▶ [BRIEF] The task calls for every line of the data to be retyped exactly.

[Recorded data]
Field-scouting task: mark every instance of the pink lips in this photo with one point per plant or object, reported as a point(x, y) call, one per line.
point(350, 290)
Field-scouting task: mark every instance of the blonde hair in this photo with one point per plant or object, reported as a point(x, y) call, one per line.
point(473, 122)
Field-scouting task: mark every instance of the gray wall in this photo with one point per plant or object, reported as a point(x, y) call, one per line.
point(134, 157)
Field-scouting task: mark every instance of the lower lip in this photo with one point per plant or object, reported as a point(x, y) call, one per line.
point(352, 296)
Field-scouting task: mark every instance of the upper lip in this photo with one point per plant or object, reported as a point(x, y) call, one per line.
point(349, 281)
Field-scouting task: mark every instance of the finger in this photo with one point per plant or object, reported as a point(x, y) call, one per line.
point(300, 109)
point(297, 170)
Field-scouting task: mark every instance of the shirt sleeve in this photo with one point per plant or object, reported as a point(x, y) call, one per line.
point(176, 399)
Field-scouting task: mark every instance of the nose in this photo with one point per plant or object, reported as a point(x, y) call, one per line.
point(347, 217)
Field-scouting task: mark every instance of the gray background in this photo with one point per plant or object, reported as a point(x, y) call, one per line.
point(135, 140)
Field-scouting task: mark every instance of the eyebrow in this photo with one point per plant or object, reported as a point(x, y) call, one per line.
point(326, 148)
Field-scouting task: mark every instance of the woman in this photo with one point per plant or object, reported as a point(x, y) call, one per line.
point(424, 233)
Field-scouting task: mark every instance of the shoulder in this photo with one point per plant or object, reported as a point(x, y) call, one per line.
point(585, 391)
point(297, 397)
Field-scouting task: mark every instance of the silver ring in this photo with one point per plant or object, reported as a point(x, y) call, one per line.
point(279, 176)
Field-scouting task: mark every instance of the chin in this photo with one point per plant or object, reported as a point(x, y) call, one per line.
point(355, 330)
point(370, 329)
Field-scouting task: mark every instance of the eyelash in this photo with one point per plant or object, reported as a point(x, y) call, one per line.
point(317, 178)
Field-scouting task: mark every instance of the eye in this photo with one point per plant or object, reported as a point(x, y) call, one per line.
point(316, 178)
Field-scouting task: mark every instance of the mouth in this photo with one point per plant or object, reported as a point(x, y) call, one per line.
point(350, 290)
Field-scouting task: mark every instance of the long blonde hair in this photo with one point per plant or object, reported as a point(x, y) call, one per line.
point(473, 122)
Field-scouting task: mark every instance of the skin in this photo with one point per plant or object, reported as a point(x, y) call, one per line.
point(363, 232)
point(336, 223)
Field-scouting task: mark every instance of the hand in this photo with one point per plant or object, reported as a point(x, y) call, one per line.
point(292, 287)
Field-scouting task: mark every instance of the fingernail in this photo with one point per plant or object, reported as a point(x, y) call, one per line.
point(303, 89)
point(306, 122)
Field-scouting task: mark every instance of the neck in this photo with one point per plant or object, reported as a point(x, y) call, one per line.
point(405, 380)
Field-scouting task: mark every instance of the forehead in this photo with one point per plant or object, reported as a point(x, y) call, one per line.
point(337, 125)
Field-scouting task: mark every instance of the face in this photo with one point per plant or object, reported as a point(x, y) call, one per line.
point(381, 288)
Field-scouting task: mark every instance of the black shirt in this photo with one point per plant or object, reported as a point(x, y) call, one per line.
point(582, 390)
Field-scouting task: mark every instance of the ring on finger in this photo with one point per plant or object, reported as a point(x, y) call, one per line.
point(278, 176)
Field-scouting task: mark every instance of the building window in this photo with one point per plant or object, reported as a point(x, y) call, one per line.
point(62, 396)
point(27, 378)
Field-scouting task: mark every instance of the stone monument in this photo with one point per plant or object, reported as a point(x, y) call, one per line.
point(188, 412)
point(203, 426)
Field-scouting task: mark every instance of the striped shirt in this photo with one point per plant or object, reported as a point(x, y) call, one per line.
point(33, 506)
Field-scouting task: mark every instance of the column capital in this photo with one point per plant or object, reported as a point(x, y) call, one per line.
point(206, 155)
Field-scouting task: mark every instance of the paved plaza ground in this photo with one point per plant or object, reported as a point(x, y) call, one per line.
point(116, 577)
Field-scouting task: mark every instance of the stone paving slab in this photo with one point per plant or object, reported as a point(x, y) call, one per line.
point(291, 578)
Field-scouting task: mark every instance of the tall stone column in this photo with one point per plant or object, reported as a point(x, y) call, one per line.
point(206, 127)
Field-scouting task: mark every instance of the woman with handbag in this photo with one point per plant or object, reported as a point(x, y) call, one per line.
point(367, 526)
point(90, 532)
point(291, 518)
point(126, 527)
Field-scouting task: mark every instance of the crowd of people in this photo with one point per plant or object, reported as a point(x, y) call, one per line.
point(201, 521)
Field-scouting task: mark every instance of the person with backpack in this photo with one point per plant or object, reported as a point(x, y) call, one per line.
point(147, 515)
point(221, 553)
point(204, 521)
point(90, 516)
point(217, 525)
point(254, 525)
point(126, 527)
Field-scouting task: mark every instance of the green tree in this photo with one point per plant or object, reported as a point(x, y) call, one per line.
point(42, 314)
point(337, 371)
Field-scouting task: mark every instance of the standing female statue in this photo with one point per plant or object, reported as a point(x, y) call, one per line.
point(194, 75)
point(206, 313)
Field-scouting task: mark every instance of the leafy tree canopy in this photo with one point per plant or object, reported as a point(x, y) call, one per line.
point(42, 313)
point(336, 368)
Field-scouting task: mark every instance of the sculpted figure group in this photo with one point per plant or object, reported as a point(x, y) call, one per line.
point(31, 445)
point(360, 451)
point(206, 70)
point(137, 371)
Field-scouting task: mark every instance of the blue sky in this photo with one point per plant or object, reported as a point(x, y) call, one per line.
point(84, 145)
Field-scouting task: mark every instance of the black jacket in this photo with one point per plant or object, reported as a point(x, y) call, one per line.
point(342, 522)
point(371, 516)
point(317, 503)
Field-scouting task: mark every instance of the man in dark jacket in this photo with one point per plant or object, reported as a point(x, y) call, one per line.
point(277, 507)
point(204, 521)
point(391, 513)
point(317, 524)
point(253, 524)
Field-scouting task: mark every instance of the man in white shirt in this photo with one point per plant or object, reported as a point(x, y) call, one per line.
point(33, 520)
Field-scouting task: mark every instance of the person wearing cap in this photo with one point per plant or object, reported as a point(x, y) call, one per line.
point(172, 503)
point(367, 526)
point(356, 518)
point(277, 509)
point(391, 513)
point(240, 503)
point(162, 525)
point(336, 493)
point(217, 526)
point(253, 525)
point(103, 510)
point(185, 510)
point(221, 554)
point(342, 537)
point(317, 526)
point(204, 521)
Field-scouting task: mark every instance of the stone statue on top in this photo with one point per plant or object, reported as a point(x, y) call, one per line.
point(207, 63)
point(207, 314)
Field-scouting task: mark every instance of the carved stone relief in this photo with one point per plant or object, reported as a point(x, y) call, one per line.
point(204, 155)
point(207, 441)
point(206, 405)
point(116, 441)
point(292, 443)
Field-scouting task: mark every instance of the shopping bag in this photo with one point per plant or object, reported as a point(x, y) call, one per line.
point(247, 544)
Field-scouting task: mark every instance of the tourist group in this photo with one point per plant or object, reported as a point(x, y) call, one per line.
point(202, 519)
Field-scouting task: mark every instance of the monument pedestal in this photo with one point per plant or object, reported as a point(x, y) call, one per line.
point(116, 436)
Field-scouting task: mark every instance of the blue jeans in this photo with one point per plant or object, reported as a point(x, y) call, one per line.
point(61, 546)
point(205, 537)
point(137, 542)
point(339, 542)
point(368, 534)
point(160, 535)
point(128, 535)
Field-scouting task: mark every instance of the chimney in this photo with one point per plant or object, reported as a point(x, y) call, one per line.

▶ [RESULT OF THE TASK]
Field-scouting task: mark every instance of the pink lips in this photo with one point per plant or object, reported as a point(x, y) call, one per line.
point(350, 290)
Field-scouting task: mark every instance of the blonde hair in this photo with one point per plant or object, reported as a point(x, y) call, one per line.
point(473, 122)
Field-scouting task: mark every instance of the gray wall in this photo with one point per plant or object, reported as a point(x, y) call, one per line.
point(134, 157)
Field-scouting task: mark every instance of the lower lip in this photo with one point per plant or object, reported as a point(x, y) call, one per line.
point(352, 296)
Field-scouting task: mark every instance of the upper lip in this photo with one point per plant or object, reported as a point(x, y) call, one per line.
point(349, 281)
Field-scouting task: mark every instance of the finger in this photo with one point per plant or object, reported as a point(x, y) call, one per line.
point(300, 109)
point(297, 170)
Field-scouting task: mark every instance of the shirt sleeve in this photo with one point per plant or object, reported as a point(x, y) call, one per line.
point(176, 399)
Field-scouting task: mark every instance of the nose in this photo with one point per plant or object, reported as a point(x, y) call, one per line.
point(347, 217)
Field-scouting task: mark every instance of the gray background in this photo with one point per plant or object, reported as a point(x, y) call, one per line.
point(135, 140)
Field-scouting task: mark every instance of the eyebrow in this photo with one point per plant or object, reported as a point(x, y) call, one per line.
point(326, 148)
Field-scouting task: mark every instance of the woman in this photo with one point per plant or object, reported as a point(x, y) call, one per line.
point(424, 233)
Field-scouting task: mark every instance of the shoulder in this photo with one point per plant or object, reported as a point(x, y) call, one per line.
point(585, 391)
point(297, 397)
Field-scouting task: mark every instance of the silver ring in this photo with one point per plant or object, reported as a point(x, y) call, one per line.
point(279, 176)
Field-scouting task: mark every instance of the chin in this photo with one point per plant or object, reported as a point(x, y) call, one per line.
point(355, 330)
point(370, 329)
Field-scouting task: mark every instance of the eyelash in this photo with one point per plant or object, reported as a point(x, y) call, one per line.
point(317, 178)
Field-scouting task: mark every instance of the eye in this photo with one point per plant or object, reported as a point(x, y) call, one per line.
point(316, 178)
Field-scouting task: mark every instance of the mouth in this photo with one point per plant or object, reported as a point(x, y) call, one per line.
point(350, 290)
Field-scouting task: mark every instance of the long blonde hair in this photo with one point per plant or object, reported as a point(x, y) call, one per line.
point(473, 122)
Field-scouting task: mark every instance of the skin in this photo with one point per plant or object, reported as a point(x, y) call, one per line.
point(363, 232)
point(336, 223)
Field-scouting task: mark every instance of the hand in this photo with one point per plant or object, reported as a point(x, y) call, one per line.
point(292, 287)
Field-scouting task: mark every instance of the fingernail in this photo with one point per plant or object, reported as a point(x, y) call, one per line.
point(303, 89)
point(306, 122)
Field-scouting task: mark every instance of the neck in this photo with one point per plant or object, reported as a point(x, y) call, one per line.
point(405, 380)
Field-scouting task: mark every instance of the forehead in this photo with one point per plant or object, reported as a point(x, y) call, one per line.
point(337, 125)
Field-scouting task: mark every instance of the face in this photo with one point per plant or object, reported as a point(x, y) call, one per line.
point(381, 288)
Field-scouting task: mark every instance of the black shirt in this photo with one point per plant or object, reported as a point(x, y) call, one per line.
point(582, 390)
Field-scouting task: mark every instance of the ring on finger in this photo with one point per plant or object, reported as a point(x, y) call, one per line.
point(278, 176)
Field-scouting task: mark every instance of the building window in this photo with one point per plant or object, reported as a point(x, y) call, one per line.
point(62, 396)
point(27, 378)
Field-scouting task: mark every instance of the stone monument in this photo with one point per plant or object, reported as a point(x, y) call, one per line.
point(188, 412)
point(203, 426)
Field-scouting task: mark every instance of the striped shirt in this photo with one point per plant or object, reported as a point(x, y) call, one per line.
point(33, 506)
Field-scouting task: mark every instance of the column capital in this photo with one point per plant or object, reported as a point(x, y) call, one per line.
point(206, 155)
Field-scouting task: mark every instance of the paved plaza ground in this photo with one point per plant or object, reported as a point(x, y) call, one per line.
point(116, 577)
Field-scouting task: mark every instance of the stone paving slab in this photo with one point per plant or object, reported as a point(x, y) call, one per line.
point(291, 578)
Field-scouting task: mark every instance of the tall stone column in this photo with one point per plant or object, reported as a point(x, y) call, one per line.
point(206, 127)
Field-scouting task: mark every instance of the woman with handbag in this photo with one point per plant or object, reported as a point(x, y) call, one per line.
point(367, 526)
point(90, 532)
point(291, 518)
point(126, 527)
Field-scouting task: mark every instance of the crowd of people in this photo with one point per plant or object, reported as a point(x, y) call, one per line.
point(201, 521)
Field-scouting task: mark every instance of the person with backpack in this photo with one point per plant or object, reported as a point(x, y) call, one per line.
point(147, 515)
point(221, 553)
point(204, 521)
point(90, 516)
point(217, 525)
point(254, 525)
point(126, 527)
Field-scouting task: mark every instance of the green tree in this photo with one point per plant or object, reported as a point(x, y) call, one per line.
point(42, 314)
point(337, 371)
Field-scouting task: mark every instance of the standing female statue in this photo with one point per plant or object, reported as a point(x, y) call, one per line.
point(194, 75)
point(206, 313)
Field-scouting task: mark every instance of the leafy tree canopy in this photo with one point per plant or object, reported as a point(x, y) call, one per line.
point(42, 313)
point(336, 368)
Field-scouting task: mark every instance of the sculpted figure group in this photo with one point per plant or object, reported as a point(x, y) call, one per line.
point(31, 445)
point(360, 451)
point(206, 70)
point(137, 371)
Field-scouting task: mark every instance of the blue sky in this photo with one point per plant or object, reported as a point(x, y) call, one per line.
point(84, 145)
Field-scouting task: mark every instance of the black jacket in this photo with one point per plant or object, reported as a point(x, y) call, one per line.
point(342, 522)
point(371, 516)
point(317, 503)
Field-scouting task: mark every instance of the man in dark jacket in this photo with one point per plant or object, reported as a point(x, y) call, one per line.
point(277, 507)
point(204, 521)
point(391, 513)
point(317, 524)
point(253, 524)
Field-scouting task: mark every instance of the man in white shirt in this photo with one point per plant or object, reported as a point(x, y) call, one per line.
point(33, 520)
Field-scouting task: mark every instance of the person wearing cap in this photo with one point per plant or object, reported as a point(x, y) call, one per line.
point(172, 503)
point(367, 526)
point(356, 518)
point(277, 509)
point(391, 513)
point(240, 503)
point(162, 525)
point(336, 493)
point(217, 526)
point(253, 525)
point(103, 510)
point(185, 510)
point(221, 554)
point(342, 537)
point(317, 526)
point(204, 521)
Field-scouting task: mark every instance of the stone statue on top in this photo with one point per plant or object, reported as a point(x, y) call, one per line.
point(207, 63)
point(207, 314)
Field-scouting task: mark every instance of the carved stone relief in this photo with one point per plant or object, reported as a point(x, y) call, one per line.
point(204, 155)
point(207, 441)
point(206, 405)
point(116, 441)
point(292, 443)
Field-scouting task: mark every instance of the shopping bag in this photo with one point per plant or object, reported as a point(x, y) call, one per line.
point(247, 544)
Field-scouting task: mark every instance of the tourist group in this photo with one point per plant or object, reported as a point(x, y) call, one per line.
point(202, 519)
Field-scouting task: mark every instance of the monument pedestal in this photo with one point per plant or object, reported as a point(x, y) call, one per line.
point(116, 436)
Field-scouting task: mark every instance of the blue jeans in this photo with one point per plant or object, reported as a point(x, y) call, one per line.
point(61, 546)
point(205, 537)
point(137, 542)
point(339, 542)
point(368, 534)
point(160, 535)
point(128, 535)
Field-scouting task: mark every instance of the chimney in this photo with one point per plant or object, reported as a point(x, y) call, one per line.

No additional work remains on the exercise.